— PROBLEM —
Write out only the tail of the records, beginning at the line containing "One point for each instance of the toilet, each" and including the last line, exactly as written.

Excerpts from point annotation data:
## START

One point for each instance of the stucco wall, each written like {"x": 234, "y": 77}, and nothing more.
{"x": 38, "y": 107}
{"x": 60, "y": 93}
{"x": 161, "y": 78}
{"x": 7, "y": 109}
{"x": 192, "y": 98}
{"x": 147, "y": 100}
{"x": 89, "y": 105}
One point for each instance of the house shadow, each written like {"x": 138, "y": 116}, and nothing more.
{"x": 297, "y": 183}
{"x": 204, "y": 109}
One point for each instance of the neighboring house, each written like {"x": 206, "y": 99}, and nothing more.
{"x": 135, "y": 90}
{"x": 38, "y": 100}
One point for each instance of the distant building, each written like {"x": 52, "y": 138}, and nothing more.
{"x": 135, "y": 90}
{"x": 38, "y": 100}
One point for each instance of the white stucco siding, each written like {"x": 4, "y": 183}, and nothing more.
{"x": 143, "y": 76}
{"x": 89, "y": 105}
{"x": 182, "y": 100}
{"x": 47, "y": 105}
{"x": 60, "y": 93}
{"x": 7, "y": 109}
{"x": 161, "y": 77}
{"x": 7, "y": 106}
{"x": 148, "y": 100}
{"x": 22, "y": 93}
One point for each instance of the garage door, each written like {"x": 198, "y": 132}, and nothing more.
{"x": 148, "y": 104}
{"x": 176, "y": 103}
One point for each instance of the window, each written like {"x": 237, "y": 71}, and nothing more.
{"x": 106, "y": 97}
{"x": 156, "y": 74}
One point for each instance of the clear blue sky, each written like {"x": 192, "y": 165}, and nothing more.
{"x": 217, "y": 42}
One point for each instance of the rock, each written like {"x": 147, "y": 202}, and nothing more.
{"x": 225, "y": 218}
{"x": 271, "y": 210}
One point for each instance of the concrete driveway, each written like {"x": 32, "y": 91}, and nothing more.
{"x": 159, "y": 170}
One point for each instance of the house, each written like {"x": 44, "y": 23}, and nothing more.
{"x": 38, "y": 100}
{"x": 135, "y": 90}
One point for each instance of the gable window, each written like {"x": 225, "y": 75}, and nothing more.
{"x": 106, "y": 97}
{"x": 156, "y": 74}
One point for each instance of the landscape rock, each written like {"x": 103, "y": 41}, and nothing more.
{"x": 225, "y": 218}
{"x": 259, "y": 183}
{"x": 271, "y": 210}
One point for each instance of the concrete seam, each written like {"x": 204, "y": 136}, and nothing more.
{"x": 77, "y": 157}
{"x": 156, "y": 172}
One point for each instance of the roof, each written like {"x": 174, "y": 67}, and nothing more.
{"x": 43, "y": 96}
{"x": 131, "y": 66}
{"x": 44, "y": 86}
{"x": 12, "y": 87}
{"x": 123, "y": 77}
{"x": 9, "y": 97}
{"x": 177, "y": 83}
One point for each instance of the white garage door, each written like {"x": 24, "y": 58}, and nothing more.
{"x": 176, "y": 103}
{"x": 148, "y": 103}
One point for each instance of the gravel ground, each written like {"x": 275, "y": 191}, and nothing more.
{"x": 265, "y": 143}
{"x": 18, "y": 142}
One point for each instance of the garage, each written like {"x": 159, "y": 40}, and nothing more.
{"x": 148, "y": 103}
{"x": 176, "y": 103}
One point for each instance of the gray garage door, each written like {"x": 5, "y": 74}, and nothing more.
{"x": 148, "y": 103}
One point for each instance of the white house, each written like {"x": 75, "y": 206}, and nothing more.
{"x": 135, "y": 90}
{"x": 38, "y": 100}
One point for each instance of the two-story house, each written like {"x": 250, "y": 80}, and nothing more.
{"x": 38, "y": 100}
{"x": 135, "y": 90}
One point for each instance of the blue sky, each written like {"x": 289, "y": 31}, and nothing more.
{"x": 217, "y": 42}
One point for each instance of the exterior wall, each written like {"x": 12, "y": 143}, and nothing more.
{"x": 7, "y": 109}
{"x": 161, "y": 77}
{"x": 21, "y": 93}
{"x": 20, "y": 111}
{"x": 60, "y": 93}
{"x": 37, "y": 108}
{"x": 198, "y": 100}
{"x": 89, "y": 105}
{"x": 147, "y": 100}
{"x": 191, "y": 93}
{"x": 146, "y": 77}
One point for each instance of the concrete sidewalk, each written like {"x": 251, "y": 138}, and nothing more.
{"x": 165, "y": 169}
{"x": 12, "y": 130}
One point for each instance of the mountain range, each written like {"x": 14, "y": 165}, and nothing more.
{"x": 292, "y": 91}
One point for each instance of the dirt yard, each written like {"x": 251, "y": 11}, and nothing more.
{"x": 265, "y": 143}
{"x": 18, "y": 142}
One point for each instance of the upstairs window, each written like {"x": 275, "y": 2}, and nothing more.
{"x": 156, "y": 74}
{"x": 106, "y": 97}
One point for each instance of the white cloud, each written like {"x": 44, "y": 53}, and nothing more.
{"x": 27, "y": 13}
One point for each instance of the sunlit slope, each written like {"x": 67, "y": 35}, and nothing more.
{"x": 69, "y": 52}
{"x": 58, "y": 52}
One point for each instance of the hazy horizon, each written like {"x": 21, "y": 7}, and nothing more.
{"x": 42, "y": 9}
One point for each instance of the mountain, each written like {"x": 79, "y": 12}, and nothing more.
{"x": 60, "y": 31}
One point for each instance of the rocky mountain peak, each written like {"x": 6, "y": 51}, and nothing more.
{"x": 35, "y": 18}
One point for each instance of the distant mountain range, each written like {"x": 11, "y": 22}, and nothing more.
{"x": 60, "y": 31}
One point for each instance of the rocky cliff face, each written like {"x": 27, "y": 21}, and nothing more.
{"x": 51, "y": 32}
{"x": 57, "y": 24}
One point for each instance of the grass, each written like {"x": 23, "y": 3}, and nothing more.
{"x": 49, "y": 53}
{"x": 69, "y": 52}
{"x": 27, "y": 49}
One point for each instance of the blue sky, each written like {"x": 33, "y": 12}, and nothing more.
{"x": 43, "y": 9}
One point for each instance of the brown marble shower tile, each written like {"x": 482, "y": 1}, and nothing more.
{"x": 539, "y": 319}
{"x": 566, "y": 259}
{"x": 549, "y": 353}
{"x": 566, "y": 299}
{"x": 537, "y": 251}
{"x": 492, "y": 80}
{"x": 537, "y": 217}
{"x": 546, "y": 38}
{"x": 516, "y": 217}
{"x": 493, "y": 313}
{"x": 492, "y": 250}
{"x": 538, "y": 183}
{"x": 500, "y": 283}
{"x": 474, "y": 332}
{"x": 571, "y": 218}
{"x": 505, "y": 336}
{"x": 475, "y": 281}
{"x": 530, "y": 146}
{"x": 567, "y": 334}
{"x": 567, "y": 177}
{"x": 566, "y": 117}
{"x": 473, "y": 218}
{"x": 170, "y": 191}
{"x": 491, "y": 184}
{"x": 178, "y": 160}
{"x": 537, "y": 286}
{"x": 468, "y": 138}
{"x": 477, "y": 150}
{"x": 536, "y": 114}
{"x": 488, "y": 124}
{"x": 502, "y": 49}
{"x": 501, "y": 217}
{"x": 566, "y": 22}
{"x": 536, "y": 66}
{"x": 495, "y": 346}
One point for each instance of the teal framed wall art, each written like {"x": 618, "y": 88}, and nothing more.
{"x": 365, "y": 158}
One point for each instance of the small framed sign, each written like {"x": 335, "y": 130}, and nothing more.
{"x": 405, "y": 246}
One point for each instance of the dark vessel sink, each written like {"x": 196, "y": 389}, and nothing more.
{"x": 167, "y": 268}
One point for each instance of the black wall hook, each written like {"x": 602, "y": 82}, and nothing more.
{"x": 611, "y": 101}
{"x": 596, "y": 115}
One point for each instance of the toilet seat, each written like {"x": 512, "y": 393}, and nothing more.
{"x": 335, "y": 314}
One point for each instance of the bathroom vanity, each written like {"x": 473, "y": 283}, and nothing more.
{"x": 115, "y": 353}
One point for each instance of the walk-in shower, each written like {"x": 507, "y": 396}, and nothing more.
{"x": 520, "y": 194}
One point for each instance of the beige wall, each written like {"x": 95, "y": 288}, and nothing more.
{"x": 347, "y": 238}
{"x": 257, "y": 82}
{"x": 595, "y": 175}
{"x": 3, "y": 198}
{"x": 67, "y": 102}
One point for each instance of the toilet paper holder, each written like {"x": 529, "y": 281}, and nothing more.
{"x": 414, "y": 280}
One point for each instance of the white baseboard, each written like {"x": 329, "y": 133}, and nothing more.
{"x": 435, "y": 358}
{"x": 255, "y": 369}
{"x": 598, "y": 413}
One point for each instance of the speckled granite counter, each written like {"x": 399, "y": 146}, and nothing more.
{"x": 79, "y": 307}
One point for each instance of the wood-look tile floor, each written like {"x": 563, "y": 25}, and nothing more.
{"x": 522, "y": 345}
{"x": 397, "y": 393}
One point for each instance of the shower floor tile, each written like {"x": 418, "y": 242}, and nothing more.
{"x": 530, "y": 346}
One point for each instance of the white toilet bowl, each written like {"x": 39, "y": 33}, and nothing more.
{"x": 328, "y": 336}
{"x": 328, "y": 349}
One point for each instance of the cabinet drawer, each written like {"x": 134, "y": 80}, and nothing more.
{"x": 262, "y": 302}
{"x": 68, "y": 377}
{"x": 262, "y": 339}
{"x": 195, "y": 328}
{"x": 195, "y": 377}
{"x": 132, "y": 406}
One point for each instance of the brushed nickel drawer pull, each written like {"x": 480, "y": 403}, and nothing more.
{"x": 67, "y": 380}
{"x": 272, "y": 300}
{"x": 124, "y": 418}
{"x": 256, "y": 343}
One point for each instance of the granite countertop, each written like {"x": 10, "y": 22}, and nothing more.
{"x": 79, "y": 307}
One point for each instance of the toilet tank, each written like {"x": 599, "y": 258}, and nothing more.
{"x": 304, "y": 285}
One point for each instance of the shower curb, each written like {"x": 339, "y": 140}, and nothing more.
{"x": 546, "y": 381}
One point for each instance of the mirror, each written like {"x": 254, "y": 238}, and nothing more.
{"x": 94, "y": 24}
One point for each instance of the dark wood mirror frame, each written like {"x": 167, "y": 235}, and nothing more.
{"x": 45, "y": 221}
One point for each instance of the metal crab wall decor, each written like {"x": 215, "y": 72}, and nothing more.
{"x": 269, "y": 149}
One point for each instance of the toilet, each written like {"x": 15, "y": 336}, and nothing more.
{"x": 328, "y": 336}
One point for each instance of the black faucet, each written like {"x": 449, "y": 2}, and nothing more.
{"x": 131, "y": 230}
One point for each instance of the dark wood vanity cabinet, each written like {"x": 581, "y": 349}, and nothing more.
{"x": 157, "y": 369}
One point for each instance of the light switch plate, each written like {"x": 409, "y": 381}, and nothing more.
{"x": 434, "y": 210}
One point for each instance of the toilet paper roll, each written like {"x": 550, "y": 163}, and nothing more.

## END

— RESULT OF THIS EXERCISE —
One point for each instance of the toilet, each written like {"x": 15, "y": 336}, and nothing more.
{"x": 328, "y": 336}
One point for each instance of the black faucet, each written like {"x": 449, "y": 2}, and nothing more.
{"x": 131, "y": 230}
One point for each instance of the dark wood vanity cabinet, each written like {"x": 581, "y": 349}, and nothing more.
{"x": 157, "y": 369}
One point for each instance of the light switch plate, each written like {"x": 409, "y": 381}, and nothing more.
{"x": 434, "y": 210}
One point for each instance of the toilet paper roll, each written like {"x": 550, "y": 163}, and nothing more.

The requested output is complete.